## Job
Convert the lines from the line with "Return an outline for every instance of the pink" to the line with "M191 64L189 61L192" into a CSV with two columns, "text" and "paths". Give each block of wording its own row, with the path data that follows it in the "paths" column, each field in double quotes and line breaks turned into spaces.

## Records for this task
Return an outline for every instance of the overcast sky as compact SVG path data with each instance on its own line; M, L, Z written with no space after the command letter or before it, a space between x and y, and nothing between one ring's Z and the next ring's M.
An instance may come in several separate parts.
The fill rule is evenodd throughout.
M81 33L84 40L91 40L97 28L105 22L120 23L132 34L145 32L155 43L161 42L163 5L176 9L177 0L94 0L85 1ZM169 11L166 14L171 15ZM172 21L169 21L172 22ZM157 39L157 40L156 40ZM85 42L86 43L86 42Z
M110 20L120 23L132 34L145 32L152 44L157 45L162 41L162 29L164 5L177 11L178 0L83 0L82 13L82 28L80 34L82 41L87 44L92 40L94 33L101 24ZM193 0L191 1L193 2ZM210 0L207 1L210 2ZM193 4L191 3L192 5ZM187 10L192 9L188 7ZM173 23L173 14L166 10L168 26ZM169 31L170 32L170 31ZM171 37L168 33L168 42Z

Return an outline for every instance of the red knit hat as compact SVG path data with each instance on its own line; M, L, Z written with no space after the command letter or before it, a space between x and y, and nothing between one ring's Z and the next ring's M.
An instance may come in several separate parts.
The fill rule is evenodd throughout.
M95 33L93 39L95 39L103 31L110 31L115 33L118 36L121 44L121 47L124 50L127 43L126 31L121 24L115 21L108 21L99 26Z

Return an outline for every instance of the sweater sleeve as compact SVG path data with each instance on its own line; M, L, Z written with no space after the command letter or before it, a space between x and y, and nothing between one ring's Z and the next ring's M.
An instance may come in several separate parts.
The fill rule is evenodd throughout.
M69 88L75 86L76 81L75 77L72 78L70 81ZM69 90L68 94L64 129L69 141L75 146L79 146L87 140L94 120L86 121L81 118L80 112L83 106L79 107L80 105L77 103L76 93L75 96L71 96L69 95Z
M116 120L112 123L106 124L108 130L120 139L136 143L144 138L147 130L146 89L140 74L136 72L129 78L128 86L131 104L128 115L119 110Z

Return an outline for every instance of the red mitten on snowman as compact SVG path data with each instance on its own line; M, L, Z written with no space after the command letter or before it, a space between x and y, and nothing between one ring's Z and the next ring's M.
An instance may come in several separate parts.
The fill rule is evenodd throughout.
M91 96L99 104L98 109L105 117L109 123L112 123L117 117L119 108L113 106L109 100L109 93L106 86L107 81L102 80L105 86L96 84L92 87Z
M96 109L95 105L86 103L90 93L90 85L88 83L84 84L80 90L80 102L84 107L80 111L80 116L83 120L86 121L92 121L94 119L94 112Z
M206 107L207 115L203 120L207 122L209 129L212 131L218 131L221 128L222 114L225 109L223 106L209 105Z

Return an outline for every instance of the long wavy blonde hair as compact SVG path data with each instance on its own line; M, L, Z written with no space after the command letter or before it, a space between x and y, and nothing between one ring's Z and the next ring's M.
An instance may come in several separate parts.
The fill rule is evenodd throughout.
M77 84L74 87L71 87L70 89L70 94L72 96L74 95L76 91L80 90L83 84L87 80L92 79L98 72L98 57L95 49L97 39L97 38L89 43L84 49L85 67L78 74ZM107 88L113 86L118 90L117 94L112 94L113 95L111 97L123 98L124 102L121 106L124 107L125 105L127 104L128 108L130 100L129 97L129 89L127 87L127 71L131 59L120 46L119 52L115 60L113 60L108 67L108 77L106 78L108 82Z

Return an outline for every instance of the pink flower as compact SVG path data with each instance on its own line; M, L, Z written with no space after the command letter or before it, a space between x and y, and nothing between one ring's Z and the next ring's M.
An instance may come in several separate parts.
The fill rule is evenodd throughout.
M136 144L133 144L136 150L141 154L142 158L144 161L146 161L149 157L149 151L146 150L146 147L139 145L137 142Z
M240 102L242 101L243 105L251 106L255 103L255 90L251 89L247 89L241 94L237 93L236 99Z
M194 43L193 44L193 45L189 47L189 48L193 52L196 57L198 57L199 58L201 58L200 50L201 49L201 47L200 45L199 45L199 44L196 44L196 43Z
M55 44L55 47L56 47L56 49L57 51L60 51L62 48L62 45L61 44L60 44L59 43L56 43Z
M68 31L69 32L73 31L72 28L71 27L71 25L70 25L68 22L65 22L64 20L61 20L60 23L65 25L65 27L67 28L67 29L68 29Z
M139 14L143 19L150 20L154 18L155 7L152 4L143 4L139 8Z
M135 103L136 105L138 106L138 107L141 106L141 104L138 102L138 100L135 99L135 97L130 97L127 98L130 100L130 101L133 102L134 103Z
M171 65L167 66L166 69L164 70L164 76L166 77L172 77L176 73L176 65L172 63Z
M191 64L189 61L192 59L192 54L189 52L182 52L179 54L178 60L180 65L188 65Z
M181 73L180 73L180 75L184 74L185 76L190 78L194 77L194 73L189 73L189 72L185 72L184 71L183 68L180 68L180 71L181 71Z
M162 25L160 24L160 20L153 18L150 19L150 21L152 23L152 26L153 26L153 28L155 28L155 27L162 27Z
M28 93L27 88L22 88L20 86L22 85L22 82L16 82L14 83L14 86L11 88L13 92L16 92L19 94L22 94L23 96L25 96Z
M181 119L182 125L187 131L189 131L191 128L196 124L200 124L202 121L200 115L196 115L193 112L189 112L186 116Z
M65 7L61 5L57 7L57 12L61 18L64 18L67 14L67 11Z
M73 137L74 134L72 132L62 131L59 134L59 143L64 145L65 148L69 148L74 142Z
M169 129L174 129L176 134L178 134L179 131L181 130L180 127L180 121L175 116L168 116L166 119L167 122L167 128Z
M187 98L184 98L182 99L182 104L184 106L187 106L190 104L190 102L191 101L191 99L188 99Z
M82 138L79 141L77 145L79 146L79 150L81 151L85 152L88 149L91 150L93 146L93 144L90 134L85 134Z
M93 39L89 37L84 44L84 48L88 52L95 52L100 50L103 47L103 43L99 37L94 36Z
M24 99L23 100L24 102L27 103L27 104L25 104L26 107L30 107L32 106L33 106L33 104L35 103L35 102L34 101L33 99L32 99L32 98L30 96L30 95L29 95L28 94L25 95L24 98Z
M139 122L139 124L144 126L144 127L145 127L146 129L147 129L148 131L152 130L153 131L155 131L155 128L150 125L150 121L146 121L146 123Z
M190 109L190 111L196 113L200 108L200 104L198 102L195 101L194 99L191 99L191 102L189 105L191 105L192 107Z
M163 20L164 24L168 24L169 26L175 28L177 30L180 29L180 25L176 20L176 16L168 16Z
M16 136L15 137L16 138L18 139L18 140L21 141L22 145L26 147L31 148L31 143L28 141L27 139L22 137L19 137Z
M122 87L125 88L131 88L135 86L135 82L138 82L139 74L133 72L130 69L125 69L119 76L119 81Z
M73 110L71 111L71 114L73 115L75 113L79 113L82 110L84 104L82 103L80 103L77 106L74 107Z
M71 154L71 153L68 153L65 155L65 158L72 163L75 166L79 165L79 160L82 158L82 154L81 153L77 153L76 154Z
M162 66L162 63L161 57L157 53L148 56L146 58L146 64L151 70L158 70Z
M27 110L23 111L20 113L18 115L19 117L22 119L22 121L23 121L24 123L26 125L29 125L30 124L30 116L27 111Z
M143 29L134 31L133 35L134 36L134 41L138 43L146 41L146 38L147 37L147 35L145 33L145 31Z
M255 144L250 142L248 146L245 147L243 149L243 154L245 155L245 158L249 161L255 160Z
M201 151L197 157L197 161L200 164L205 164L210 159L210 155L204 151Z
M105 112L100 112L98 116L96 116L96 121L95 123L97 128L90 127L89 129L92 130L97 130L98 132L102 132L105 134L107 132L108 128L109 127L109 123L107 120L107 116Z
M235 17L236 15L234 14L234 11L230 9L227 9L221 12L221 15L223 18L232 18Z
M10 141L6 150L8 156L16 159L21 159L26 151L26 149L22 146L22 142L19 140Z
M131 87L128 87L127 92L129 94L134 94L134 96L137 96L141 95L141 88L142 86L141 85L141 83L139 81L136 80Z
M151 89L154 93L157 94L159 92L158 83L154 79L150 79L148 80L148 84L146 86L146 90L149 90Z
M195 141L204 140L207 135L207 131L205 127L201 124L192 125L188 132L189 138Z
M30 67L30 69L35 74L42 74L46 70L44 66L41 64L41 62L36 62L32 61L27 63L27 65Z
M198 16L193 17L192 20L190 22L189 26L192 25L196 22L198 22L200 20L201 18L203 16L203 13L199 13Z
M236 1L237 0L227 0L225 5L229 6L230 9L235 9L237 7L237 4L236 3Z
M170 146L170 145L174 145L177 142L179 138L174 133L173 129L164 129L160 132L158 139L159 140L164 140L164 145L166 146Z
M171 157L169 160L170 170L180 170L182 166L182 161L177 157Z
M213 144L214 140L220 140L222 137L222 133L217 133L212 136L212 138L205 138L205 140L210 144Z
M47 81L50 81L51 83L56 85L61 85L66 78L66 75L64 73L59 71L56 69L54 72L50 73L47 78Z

## Solution to this task
text,paths
"Return an outline for every instance of the pink flower as compact SVG path data with each instance on its own line; M, L, Z written with no space after the command letter or before it, a space between x and y, and nothing between one ring's Z and the next ring's M. An instance may come in several separate parts. The fill rule is evenodd throughout.","M136 144L133 144L136 150L141 154L142 158L144 161L146 161L149 157L149 151L146 150L146 147L139 145L137 142Z M240 102L242 101L243 105L251 106L255 103L255 90L251 89L247 89L241 94L237 93L236 99Z M194 43L193 44L193 45L189 47L189 48L193 52L196 57L198 57L199 58L201 58L200 50L201 49L201 47L200 45L199 45L199 44L196 44L196 43Z M55 44L55 47L56 47L56 49L57 51L60 51L62 48L62 45L61 44L60 44L59 43L56 43Z M68 31L69 32L73 31L72 28L71 27L71 25L70 25L68 22L65 22L64 20L61 20L60 23L65 25L65 27L67 28L67 29L68 29Z M139 14L143 19L150 20L154 18L155 7L152 4L143 4L139 8Z M135 103L136 105L138 106L138 107L141 106L141 104L138 102L138 100L135 99L135 97L130 97L127 98L130 100L130 101L133 102L134 103Z M171 65L167 66L166 69L164 70L164 76L166 77L172 77L176 73L176 65L172 63Z M191 64L189 61L192 59L192 54L189 52L182 52L179 54L178 60L180 65L188 65Z"